(CHALLENGES):
• 1. Quote, word for word, everything in the post on importing data in R from "Code language: R" down to "was: Hello world!".
• 2. Say whether each statement agrees with the post on importing data in R. Answer yes or no, and quote the deciding words of the post exactly.
(a) In Java, input and output are handled with the java.io library.
(b) The readr package is meant mainly for data stored in non-rectangular formats.
(c) R treats a data file as a plaintext document and imports it mostly through string manipulation.
• 3. Write the next part of the post on importing data in R, beginning right after the last line shown.

(TEXT SECTION):

One of the most important aspects to any program is the ability to take in data, and after doing its process, saving the data. This is generally done through the input and output libraries of a programming language. In JAVA, it is done with the java.io library. In the R language, we have the readr package which can handle some of the most common types of storing data, specifically in rectangular formats such as comma delimited files (.csv), or tab delimited files. To explore these concepts and functions, I wrote an R package which you can find on my GitHub here, or follow the link at the bottom of this post.
The basic concept behind how R imports data from a file is that the file is actually a plaintext document, and most of the operations to import the data are done through string manipulation. Take the below code for example:
user_string <- readline("Enter a string:\n")
cat("Your string was: ", user_says)
Code language: R (r)
This code prompts the user for a string, and then returns it back. The output in the console is as follows.
> user_string <- readline("Enter a string:\n")
Enter a string:
Hello World!
> cat("Your string was: ", user_says)
Your string was: Hello world!
Code language: plaintext (plaintext)

(SUPPLIED DATA):
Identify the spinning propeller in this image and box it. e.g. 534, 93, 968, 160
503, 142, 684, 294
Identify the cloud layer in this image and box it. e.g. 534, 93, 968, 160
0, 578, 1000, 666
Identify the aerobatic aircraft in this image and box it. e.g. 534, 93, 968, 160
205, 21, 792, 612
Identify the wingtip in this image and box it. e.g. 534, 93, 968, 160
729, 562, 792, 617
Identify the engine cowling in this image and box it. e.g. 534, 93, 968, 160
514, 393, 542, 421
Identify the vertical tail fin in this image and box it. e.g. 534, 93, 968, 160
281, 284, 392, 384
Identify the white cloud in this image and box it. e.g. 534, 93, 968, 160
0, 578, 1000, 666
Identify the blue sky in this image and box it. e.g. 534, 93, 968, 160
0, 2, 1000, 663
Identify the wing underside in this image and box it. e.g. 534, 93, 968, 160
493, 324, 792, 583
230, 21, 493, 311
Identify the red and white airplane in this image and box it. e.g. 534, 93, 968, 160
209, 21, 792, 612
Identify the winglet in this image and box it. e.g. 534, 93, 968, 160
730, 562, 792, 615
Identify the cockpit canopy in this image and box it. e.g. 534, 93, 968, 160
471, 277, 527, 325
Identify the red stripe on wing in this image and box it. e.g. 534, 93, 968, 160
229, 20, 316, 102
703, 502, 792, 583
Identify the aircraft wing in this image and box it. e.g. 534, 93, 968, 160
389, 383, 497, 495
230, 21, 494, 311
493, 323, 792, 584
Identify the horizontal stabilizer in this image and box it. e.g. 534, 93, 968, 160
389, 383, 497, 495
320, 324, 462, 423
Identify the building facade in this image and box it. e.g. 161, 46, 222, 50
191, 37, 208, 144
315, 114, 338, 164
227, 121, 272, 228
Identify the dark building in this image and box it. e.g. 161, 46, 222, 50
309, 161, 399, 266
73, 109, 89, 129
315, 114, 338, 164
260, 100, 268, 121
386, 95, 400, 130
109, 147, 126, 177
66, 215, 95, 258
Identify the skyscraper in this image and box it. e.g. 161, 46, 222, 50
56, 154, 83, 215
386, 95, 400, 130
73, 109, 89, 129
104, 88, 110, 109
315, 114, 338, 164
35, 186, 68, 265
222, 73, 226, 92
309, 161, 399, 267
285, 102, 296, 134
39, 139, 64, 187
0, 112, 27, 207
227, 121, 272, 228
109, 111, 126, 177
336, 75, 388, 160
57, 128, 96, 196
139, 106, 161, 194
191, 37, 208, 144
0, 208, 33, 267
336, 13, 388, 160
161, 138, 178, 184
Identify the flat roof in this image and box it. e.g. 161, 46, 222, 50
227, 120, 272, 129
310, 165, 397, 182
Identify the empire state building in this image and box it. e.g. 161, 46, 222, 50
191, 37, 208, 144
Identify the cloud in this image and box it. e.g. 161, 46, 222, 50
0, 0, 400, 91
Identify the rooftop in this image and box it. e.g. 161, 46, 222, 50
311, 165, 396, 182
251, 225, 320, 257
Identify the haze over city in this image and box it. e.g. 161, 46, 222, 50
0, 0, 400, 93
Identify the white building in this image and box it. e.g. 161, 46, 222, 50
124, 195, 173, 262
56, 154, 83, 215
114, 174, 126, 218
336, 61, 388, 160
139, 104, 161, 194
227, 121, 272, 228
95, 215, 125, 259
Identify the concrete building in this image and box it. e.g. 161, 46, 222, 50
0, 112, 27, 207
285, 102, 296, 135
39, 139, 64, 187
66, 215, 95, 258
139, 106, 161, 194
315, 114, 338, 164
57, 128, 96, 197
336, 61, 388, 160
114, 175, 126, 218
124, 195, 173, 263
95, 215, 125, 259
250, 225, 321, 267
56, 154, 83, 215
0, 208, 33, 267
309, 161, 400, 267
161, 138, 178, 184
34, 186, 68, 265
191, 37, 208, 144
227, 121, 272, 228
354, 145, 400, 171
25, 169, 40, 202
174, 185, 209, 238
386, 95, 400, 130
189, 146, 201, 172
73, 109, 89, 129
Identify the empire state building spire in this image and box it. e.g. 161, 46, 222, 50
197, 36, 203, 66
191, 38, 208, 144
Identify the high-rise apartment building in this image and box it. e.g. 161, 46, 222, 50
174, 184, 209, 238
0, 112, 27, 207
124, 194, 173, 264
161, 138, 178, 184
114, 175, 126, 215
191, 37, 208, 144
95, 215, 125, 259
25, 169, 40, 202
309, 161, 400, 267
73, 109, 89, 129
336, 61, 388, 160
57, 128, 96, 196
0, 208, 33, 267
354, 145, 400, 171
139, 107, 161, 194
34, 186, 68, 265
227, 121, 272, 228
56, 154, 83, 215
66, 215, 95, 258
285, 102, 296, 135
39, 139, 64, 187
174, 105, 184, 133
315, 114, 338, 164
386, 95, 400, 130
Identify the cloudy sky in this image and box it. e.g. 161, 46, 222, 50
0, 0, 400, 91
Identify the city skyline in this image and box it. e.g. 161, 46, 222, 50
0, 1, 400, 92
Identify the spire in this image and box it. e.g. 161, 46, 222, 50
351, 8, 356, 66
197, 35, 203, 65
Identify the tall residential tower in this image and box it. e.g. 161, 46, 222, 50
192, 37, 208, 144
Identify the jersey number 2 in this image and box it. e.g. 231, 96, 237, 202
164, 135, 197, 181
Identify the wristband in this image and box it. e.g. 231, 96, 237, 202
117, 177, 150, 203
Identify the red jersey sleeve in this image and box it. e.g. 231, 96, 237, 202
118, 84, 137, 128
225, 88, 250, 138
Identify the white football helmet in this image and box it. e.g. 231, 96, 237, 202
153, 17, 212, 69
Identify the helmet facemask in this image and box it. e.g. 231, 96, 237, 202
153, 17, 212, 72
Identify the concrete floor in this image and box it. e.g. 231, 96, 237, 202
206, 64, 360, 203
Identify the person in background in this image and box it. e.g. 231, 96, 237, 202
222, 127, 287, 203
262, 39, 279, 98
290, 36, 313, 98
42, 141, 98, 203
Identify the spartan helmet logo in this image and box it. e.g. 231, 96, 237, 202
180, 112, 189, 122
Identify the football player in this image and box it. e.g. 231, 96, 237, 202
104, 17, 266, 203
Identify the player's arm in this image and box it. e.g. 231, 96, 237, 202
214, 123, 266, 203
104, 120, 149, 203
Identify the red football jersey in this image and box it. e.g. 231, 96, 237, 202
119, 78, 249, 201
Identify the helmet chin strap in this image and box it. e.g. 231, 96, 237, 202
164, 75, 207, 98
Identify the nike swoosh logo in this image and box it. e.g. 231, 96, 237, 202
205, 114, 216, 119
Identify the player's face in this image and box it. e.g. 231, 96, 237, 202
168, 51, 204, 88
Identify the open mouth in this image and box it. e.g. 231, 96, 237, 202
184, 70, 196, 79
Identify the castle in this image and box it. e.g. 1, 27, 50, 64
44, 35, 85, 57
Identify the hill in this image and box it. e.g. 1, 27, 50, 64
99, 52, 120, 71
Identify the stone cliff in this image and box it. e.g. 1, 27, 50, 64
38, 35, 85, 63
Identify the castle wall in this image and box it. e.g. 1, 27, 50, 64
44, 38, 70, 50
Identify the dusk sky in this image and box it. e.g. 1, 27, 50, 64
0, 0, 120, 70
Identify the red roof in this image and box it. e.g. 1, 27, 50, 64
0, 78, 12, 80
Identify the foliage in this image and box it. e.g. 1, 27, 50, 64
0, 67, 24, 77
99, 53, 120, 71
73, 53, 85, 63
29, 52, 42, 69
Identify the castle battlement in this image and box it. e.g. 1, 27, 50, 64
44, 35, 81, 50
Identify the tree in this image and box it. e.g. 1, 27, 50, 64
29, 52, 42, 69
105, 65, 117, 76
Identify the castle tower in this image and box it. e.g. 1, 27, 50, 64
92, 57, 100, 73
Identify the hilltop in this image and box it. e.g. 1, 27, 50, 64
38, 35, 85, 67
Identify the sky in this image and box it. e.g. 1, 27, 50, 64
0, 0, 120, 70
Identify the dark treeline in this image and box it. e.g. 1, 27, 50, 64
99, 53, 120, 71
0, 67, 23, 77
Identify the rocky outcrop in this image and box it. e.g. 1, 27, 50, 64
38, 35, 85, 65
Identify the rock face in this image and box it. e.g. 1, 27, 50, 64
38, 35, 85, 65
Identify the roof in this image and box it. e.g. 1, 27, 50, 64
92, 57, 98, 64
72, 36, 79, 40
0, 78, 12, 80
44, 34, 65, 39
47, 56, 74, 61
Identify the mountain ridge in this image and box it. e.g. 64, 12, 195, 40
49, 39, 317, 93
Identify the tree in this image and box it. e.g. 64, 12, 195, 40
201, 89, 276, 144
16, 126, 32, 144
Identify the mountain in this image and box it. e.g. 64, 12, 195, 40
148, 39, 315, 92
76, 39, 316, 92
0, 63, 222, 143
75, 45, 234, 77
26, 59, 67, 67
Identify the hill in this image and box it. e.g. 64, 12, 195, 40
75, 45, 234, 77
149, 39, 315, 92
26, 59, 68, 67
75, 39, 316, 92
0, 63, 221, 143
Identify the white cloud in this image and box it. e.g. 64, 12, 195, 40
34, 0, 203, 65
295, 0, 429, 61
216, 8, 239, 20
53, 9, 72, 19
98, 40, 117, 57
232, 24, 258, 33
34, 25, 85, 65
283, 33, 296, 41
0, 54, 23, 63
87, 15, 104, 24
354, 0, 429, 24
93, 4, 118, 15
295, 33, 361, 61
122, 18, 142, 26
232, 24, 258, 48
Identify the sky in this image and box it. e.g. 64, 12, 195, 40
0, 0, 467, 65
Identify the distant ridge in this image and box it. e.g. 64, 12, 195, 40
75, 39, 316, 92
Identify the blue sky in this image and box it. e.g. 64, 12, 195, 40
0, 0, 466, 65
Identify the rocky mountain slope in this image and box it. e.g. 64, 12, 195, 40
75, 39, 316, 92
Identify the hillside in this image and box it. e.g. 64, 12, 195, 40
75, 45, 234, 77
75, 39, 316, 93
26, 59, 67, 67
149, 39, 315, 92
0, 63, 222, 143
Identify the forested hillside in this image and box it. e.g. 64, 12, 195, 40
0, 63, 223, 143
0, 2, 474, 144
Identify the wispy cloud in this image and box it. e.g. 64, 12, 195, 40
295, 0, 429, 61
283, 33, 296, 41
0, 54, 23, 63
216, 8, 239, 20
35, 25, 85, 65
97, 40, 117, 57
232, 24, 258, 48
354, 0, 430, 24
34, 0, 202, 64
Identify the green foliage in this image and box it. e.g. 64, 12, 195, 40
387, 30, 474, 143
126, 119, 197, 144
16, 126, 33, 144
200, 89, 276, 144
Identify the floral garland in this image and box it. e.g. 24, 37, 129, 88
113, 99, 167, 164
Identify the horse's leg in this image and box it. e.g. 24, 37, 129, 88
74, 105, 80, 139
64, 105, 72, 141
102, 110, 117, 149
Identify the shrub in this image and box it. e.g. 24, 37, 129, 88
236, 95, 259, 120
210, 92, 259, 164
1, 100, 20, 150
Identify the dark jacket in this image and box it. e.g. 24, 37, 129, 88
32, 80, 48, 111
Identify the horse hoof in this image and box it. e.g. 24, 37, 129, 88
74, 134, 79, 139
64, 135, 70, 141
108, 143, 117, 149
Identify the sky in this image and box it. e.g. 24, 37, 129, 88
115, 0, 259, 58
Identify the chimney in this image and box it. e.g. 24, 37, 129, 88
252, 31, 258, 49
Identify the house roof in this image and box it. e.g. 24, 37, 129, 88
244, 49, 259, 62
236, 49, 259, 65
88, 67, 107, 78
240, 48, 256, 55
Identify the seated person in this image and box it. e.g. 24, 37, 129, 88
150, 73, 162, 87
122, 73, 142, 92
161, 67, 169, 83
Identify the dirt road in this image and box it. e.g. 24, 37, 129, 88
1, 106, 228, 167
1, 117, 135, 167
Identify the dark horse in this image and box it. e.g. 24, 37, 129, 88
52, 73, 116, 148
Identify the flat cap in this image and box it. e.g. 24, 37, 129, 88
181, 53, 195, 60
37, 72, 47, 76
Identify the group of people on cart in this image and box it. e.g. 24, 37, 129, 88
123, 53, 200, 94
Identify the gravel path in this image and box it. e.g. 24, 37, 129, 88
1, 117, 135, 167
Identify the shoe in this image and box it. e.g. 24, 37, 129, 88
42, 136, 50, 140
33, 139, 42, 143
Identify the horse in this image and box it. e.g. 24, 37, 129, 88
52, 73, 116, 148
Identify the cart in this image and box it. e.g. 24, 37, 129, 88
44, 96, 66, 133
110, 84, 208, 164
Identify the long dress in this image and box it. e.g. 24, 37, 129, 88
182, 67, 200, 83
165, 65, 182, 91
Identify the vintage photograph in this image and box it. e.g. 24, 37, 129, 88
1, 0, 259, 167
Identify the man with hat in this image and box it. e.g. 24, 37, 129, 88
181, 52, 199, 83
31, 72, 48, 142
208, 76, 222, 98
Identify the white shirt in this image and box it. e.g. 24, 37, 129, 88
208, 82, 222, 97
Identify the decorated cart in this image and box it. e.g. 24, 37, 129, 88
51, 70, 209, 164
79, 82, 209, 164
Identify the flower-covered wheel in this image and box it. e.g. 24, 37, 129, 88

(RESULTS FOR THE EXERCISE):
• 1.
Code language: R (r)
This code prompts the user for a string, and then returns it back. The output in the console is as follows.
> user_string <- readline("Enter a string:\n")
Enter a string:
Hello World!
> cat("Your string was: ", user_says)
Your string was: Hello world!

• 2.
(a) Yes: "In JAVA, it is done with the java.io library."
(b) No: "specifically in rectangular formats such as comma delimited files (.csv), or tab delimited files"
(c) Yes: "the file is actually a plaintext document, and most of the operations to import the data are done through string manipulation"

• 3.
The highlighted line is where I typed in the string. This may work fine for small sets of data or simple commands to be passed during the execution of much larger programs, however for data entry, this alone will be slow and tedious.
This is where the scan()
function is used to read in a file. scan()
is the most basic function for data entry and the format specific file reading functions are based on this one. It begins by reading everything as a giant string and then can apply a limited number of data cleaning functions depending on the arguments passed to the function. When you are working with a custom or niche file format, you will probably use functions such as read.csv()
or read.table()
. These functions will convert the long input string into a data frame or table based on the character used to delimit the values in the file.
So. let’s try applying this. I have been given a text file named “Assignment 6 Dataset-1.txt.” This contains a small data set of 20 students in a class, with their name, age, gender, and grade. Before writing any R code I always open the file and manually look through how it is organized. With this file it is delimited with commas, so I choose to use the read.csv()
function to read in this data set. While we could use the scan()
function, it would require more arguments and cleaning before other processes can be applied to it.
# FileName to input is: Assignment 6 Dataset-1
Student <- read.csv("Assignment 6 Dataset-1.txt", header = TRUE)
Code language: R (r)
Now that the file is in a data frame, we can do some data manipulation functions to transform the data by adding columns, or summarize it into fewer columns. For example if I wanted to summarize the average grade in the class based on gender, I would use the following code.
StudentAverage = ddply(Student, "Sex", summarize, Grade.Average = mean(Grade))
Code language: R (r)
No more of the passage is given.